>> start Text provided
Sun Tzu Week 9: The Osprey Cries

Archive: Sun Tzu Washington Commanders

It is a beautiful day, Shaolin Redskins fans. The crisp breeze blows from the northwest and dries my laundry strung among the bamboo. It is wash day, but I am distracted by the movement of the troops in the valley below. Our host returns triumphant.

The Ol’ Ball Coach pulled some unusual lessons from Master Sun Tzu this week, but they were effective nevertheless:


Sun Tzu said:

“What is essential in war is victory, not prolonged operations.
And therefore the general who understands war is the Minister
of the people’s fate and arbiter of the nation’s destiny.”

Though it was painful for him, Spurrier in his heart of hearts knows that the only important statistic to come out of the Washington-Seattle game is the one that reads “14-3” in favor of the Redskins. It is certainly true that he didn’t come out of the college ranks to oversee solid defense and stolid rushing; he wants to see the ball in the air and points piling upon points. Right now, the Redskins are stumbling when it comes to building up the “prolonged operations” of establishing a consistent air game. But even more important to him than establishing air superiority–even more central to his essence as a coach and as a person–is getting the “W.” It’s why he plays the games.


Sun Tzu said:

“He who intimidates his neighbors wearies them by keeping them
constantly occupied, and makes them rush about by offering them
ostensible advantages.”

The Seahawks gained 84 yards on the ground. They got 240 yards through the air. The time of possession was 34:58 to 25:02, almost ten minutes in their favor. They were constantly involved in the game. They found gaps in the defense and advanced the ball. They appeared to find ostensible advantages. But they were never able to convert all that effort into points, and by game’s end the Seahawks were weary indeed. Weary of the taste of defeat.
>> end Text provided
>> start Data records
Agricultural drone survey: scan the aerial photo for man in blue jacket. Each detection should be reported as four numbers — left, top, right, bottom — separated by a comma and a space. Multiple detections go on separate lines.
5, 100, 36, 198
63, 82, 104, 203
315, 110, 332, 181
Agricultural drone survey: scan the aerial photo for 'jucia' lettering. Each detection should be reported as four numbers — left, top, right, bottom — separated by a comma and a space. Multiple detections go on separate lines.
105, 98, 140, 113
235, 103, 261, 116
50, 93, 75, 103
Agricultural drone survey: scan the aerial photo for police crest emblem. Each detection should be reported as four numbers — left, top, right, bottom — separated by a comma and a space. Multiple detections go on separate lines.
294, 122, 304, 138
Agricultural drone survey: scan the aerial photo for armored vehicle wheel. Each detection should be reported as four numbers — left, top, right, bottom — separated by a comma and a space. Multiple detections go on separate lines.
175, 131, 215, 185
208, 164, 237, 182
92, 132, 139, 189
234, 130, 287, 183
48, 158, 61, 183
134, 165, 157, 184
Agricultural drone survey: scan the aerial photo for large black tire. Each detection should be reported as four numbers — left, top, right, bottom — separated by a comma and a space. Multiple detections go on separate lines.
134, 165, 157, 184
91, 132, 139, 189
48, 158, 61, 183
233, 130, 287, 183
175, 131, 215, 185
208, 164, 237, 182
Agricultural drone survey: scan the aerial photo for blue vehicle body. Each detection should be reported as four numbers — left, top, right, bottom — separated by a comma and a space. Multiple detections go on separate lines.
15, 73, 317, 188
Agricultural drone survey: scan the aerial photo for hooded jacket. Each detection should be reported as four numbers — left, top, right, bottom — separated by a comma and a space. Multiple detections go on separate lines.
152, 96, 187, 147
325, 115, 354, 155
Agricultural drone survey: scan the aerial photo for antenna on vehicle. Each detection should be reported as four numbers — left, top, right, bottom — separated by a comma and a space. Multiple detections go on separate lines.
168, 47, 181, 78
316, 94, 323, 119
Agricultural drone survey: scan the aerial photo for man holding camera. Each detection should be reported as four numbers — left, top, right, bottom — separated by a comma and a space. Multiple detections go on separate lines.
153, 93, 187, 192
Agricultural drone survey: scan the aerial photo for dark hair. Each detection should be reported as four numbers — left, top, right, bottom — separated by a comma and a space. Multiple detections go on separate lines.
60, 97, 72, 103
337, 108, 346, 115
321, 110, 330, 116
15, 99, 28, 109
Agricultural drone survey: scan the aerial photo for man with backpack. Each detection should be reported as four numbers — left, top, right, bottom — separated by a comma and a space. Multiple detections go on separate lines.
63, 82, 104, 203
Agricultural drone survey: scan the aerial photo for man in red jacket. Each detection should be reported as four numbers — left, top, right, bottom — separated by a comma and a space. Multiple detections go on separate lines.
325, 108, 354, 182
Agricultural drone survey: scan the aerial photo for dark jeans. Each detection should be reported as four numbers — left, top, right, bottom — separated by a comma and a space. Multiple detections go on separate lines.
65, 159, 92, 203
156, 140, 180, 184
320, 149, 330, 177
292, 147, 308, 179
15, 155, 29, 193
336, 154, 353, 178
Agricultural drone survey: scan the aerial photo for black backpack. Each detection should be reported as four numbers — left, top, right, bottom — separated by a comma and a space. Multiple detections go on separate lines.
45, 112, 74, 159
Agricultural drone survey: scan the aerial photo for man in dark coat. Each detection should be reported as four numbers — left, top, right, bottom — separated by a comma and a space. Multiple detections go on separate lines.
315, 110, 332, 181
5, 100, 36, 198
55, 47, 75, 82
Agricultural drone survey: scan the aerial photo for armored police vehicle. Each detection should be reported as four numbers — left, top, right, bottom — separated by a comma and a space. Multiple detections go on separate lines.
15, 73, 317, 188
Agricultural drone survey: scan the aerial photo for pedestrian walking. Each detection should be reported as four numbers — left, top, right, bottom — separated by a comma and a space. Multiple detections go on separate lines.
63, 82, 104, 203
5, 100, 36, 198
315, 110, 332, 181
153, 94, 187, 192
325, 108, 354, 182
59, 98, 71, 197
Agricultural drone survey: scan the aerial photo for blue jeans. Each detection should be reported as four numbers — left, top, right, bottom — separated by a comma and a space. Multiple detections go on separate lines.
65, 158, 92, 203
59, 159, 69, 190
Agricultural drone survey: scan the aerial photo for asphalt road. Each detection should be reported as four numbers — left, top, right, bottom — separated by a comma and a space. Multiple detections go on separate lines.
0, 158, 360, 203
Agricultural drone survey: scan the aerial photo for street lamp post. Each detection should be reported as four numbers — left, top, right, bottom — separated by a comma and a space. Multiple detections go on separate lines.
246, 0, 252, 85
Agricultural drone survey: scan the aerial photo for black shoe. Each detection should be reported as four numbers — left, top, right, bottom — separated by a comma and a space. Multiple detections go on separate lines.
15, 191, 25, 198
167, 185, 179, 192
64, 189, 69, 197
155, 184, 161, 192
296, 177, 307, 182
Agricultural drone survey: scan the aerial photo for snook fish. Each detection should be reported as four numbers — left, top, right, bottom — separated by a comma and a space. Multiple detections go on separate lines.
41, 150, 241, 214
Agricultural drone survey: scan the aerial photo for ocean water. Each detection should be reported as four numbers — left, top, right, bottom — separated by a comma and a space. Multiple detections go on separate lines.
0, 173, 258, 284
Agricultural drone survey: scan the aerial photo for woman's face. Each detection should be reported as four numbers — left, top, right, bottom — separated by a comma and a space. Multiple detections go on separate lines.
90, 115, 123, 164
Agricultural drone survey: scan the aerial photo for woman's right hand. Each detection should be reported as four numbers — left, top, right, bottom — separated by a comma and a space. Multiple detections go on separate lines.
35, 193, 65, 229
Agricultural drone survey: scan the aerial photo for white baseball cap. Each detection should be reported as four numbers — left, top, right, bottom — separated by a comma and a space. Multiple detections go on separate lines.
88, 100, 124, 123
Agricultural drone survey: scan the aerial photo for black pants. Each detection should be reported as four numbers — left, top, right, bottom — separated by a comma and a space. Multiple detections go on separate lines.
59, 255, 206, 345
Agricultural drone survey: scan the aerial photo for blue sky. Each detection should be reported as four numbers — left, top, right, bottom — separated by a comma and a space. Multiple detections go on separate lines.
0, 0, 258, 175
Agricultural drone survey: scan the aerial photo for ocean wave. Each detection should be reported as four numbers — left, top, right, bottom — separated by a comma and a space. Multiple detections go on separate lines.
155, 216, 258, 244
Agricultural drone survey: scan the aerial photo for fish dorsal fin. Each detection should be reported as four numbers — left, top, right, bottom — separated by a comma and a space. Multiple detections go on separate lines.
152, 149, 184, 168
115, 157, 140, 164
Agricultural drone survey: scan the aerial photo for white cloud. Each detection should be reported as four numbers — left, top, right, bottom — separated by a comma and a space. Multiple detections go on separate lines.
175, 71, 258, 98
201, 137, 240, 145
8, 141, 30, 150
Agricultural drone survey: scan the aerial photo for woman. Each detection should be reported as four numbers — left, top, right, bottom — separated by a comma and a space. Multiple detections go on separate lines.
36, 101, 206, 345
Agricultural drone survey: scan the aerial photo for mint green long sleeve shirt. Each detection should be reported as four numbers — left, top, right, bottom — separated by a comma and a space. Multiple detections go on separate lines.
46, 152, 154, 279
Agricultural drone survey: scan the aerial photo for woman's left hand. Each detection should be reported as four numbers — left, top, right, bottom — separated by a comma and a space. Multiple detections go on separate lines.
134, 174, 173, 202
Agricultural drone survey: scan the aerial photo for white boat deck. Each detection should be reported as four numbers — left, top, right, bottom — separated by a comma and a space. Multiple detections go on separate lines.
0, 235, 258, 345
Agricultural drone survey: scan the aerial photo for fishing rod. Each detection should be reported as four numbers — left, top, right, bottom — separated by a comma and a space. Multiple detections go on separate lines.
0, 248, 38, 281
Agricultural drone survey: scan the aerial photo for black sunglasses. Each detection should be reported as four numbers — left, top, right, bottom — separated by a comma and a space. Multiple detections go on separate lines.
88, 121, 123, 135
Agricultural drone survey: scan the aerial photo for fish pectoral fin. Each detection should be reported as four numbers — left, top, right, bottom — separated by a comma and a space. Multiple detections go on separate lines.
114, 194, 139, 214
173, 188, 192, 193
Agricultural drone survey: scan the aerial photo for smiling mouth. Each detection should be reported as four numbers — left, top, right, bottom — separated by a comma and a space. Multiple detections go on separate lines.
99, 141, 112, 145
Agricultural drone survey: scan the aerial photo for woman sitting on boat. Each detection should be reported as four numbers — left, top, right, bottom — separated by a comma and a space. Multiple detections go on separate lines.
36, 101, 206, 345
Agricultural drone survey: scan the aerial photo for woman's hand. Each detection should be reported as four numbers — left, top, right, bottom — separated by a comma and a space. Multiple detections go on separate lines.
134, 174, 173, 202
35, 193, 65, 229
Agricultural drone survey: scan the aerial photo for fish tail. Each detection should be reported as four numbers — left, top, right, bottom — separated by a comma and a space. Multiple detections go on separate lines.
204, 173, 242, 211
>> end Data records
>> start Data records
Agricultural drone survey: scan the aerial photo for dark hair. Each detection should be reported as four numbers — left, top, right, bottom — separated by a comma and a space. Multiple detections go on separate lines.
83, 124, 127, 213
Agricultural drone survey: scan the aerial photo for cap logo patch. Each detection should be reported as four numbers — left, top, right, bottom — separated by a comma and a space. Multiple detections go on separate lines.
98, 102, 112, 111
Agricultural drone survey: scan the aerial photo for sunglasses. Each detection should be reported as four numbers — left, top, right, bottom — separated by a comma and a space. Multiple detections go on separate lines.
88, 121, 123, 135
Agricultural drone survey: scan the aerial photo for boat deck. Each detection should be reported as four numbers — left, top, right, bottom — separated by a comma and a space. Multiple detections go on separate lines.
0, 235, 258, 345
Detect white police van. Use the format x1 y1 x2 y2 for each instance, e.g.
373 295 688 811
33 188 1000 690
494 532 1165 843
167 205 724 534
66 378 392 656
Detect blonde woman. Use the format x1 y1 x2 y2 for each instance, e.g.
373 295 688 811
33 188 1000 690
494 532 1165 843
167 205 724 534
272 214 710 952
>> end Data records
>> start Data records
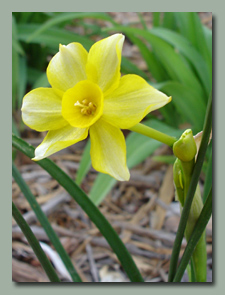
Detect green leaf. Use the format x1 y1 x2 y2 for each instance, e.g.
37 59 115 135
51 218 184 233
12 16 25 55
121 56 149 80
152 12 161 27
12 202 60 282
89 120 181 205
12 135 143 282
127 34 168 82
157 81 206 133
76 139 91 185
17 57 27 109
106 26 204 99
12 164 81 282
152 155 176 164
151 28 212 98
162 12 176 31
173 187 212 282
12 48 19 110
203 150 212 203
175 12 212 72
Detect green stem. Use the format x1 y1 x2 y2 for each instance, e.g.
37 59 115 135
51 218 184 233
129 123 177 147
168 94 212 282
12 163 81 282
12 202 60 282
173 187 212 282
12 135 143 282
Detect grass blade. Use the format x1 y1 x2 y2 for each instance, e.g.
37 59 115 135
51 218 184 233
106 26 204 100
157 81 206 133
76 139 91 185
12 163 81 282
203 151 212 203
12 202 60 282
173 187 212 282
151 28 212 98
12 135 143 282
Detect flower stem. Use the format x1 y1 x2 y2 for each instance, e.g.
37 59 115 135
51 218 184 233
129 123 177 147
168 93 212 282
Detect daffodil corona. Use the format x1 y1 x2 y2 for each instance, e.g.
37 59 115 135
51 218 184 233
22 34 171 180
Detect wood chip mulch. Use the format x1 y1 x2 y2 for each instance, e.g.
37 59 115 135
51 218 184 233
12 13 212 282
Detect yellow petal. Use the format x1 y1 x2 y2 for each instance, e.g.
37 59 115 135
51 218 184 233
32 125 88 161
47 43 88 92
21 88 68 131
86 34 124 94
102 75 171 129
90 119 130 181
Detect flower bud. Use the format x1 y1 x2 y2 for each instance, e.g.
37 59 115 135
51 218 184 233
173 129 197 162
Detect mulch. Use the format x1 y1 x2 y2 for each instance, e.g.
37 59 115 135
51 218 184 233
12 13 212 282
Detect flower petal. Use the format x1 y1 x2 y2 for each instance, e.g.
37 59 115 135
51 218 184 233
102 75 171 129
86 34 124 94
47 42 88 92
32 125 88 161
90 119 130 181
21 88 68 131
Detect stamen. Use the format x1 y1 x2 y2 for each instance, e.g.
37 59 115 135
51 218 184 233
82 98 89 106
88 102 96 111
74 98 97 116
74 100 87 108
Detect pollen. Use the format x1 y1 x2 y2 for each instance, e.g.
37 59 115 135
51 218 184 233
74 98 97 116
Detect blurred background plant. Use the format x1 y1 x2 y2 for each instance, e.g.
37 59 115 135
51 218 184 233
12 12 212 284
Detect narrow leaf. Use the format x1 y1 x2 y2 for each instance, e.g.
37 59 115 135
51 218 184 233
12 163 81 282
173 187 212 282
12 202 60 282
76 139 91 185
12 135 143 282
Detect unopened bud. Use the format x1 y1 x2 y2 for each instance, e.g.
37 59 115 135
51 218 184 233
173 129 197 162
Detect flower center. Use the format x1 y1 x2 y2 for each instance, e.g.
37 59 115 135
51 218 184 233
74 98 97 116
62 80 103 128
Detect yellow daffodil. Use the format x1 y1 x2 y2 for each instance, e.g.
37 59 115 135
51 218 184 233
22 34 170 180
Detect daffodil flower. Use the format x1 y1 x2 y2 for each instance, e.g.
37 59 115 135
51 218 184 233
>> end Data records
Written request A:
Write out the passage of the Sun Tzu column from "It is a beautiful" to "host returns triumphant.".
Written request B:
According to the Sun Tzu column, how many yards did the Seahawks get through the air?
None of the rows above are needed.

Written answer A:
It is a beautiful day, Shaolin Redskins fans. The crisp breeze blows from the northwest and dries my laundry strung among the bamboo. It is wash day, but I am distracted by the movement of the troops in the valley below. Our host returns triumphant.

Written answer B:
240 yards